----- Record excerpts -----

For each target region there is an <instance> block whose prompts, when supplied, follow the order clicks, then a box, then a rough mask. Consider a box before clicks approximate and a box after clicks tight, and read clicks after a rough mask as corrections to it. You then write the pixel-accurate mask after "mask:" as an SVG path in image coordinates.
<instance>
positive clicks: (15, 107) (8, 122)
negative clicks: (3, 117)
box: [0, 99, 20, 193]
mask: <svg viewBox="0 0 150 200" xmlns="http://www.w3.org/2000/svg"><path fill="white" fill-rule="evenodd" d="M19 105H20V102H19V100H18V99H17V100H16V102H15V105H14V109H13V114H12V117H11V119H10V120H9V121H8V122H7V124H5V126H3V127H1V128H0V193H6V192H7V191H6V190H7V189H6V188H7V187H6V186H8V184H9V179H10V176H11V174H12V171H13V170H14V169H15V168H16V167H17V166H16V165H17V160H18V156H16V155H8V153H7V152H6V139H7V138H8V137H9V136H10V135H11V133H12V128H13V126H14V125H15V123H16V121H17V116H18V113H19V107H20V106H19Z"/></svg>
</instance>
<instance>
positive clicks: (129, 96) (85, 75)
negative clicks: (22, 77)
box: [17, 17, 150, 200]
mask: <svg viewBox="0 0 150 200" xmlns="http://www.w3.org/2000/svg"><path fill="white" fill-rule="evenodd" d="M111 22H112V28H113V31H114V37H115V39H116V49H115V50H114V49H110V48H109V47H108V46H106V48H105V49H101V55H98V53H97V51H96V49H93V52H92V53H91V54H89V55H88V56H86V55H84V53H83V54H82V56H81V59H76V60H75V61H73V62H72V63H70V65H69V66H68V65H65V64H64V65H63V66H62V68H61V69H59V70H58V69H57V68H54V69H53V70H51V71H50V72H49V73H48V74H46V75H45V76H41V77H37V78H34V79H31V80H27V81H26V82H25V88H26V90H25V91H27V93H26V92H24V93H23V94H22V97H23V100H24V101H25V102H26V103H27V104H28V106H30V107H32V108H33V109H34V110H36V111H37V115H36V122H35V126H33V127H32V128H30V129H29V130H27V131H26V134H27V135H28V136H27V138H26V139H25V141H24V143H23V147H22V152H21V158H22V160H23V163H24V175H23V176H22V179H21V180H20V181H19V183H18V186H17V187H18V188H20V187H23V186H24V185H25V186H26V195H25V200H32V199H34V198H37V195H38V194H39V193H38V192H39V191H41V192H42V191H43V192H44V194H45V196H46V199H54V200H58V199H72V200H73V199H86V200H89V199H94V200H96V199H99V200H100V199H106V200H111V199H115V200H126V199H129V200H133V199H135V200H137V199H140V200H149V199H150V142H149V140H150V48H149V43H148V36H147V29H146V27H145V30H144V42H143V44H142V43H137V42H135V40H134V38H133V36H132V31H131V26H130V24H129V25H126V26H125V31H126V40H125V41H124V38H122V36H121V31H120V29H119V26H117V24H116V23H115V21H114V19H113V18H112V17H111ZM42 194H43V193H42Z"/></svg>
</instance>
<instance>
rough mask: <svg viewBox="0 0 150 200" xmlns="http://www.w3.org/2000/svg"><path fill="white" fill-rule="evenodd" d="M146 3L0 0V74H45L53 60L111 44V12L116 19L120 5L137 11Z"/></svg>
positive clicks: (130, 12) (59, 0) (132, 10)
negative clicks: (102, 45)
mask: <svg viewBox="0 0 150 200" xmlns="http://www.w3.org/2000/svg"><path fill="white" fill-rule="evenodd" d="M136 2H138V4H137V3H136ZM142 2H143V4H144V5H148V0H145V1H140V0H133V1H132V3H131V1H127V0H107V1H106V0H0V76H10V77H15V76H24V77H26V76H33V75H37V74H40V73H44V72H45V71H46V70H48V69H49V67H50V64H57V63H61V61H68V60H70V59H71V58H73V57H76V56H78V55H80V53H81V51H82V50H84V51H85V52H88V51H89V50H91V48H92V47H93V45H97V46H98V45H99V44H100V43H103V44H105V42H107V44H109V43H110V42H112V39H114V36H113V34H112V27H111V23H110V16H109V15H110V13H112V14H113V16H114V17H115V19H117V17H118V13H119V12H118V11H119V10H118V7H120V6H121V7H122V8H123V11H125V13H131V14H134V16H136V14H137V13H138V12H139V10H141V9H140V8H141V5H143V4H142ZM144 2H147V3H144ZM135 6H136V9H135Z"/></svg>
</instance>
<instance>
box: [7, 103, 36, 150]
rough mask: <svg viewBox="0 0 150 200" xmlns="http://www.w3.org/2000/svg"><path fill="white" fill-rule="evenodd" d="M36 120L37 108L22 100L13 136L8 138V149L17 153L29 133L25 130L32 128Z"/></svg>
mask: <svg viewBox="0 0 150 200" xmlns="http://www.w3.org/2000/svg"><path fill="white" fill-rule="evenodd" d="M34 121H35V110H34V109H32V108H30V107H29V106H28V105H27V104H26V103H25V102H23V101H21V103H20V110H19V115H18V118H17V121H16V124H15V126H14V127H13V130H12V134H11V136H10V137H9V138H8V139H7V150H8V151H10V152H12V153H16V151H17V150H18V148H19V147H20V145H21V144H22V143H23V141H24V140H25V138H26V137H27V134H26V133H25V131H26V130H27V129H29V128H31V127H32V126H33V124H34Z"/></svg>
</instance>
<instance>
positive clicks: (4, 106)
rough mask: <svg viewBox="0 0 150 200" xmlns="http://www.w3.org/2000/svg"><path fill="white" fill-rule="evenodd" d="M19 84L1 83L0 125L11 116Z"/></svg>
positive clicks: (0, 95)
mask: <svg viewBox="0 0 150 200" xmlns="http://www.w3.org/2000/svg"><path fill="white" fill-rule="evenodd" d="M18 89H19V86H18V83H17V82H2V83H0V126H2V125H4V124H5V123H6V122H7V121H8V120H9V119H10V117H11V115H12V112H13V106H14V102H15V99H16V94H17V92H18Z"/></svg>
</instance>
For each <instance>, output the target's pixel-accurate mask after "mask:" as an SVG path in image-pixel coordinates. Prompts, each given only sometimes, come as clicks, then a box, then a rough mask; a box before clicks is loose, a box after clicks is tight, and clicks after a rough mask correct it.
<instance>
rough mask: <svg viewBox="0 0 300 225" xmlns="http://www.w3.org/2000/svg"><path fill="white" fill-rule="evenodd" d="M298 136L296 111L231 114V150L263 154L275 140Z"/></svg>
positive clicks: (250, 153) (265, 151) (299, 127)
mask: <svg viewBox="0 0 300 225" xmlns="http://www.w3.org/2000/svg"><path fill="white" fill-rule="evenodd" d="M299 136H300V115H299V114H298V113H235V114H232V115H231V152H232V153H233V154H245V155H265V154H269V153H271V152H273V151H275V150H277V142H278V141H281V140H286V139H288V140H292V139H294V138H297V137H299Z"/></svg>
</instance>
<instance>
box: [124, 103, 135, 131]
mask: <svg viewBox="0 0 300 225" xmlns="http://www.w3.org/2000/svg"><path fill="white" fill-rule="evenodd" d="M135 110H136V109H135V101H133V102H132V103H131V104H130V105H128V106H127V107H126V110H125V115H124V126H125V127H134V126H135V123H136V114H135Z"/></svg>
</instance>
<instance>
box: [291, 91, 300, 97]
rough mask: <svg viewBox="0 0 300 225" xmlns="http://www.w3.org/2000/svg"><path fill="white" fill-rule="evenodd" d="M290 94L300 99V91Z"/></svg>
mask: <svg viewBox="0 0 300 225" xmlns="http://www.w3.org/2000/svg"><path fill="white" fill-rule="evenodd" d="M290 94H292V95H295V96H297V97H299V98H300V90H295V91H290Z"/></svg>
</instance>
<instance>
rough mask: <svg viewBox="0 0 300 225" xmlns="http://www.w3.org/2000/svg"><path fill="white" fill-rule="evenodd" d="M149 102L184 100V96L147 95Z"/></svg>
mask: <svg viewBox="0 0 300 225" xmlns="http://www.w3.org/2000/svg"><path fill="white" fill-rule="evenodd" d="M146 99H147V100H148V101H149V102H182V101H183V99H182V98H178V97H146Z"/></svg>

-----

* Exercise details *
Transcribe the entries verbatim, starting with their first line and ending with the line that contains "box: [0, 99, 20, 193]", including both of those lines.

* Exercise answer *
For each target region there is an <instance> block whose prompts, when supplied, follow the order clicks, then a box, then a rough mask. Consider a box before clicks approximate and a box after clicks tight, and read clicks after a rough mask as corrections to it. You then write the pixel-accurate mask after "mask:" as an SVG path in image coordinates.
<instance>
positive clicks: (15, 107) (8, 122)
negative clicks: (3, 117)
box: [0, 99, 20, 193]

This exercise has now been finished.